Pointing and labeling records:
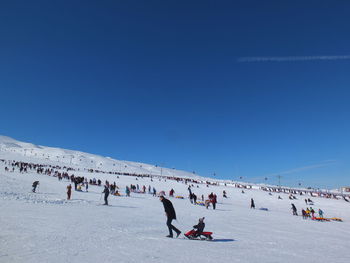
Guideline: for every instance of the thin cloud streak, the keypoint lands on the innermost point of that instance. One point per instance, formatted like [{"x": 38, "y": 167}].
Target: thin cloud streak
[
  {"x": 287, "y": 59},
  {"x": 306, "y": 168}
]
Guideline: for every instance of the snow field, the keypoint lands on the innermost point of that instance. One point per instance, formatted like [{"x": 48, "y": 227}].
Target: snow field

> Exercise objective
Rewrite all the records above, swapping "innermost point" for "central point" and keeping everything else unchanged, and leave the pictures out of your answer.

> Task output
Guideline: for every instance of the thin cloud streak, the keypoint lands on the central point of that instance. One point per instance, formatted like [{"x": 38, "y": 167}].
Target: thin cloud streak
[
  {"x": 287, "y": 59},
  {"x": 306, "y": 168}
]
Guideline: for every instance of the snow field, the keypoint lands on the central point of that instance. One point per instance, formatted like [{"x": 48, "y": 227}].
Target: snow field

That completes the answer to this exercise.